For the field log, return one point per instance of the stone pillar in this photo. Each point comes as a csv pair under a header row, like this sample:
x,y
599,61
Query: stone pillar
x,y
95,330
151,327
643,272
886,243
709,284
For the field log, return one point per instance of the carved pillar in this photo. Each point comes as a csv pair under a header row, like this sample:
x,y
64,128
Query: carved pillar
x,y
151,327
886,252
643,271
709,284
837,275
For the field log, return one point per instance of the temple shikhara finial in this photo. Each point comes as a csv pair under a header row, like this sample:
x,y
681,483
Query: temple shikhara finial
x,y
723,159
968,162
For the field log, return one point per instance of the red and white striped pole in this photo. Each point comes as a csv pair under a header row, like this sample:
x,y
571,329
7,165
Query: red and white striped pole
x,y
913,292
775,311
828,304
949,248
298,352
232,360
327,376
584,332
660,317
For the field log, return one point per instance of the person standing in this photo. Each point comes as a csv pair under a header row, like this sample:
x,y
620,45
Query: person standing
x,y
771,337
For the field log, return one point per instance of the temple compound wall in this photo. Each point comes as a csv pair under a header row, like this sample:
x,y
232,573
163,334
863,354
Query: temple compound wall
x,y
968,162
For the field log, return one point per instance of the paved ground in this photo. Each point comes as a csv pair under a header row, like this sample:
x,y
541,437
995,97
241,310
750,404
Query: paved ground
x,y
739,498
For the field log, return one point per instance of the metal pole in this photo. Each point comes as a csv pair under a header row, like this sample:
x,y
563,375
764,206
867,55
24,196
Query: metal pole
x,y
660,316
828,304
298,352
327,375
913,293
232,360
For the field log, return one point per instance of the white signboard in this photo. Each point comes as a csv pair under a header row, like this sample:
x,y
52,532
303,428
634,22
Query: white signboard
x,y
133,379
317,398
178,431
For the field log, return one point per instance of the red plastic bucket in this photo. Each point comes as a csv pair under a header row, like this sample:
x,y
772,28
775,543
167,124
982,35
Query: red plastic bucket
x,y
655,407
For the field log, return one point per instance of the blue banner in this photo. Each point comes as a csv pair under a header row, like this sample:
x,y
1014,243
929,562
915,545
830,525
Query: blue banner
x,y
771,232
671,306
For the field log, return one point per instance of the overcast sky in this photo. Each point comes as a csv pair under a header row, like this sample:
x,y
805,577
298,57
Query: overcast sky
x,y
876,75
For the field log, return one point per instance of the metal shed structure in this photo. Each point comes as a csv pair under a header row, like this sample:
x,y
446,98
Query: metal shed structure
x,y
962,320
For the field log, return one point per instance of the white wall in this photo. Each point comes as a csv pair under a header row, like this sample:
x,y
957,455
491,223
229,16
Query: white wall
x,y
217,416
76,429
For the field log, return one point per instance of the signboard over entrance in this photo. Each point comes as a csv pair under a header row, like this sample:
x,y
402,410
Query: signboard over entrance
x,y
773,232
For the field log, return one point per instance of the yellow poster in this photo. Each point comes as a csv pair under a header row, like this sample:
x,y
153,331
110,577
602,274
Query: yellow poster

▶ _EXERCISE AIM_
Present the lines of the entries as a numbered list, omitting blank lines, starting at the line that contains "of the yellow" and ending at the final line of the entries, both included.

▶ _WORKED ANSWER_
1. For the field log, return one point per instance of the yellow poster in this photo. Each point comes as a csv pair under a header row, like this sample:
2. x,y
3. 153,331
4. 110,577
5. 602,274
6. Query: yellow poster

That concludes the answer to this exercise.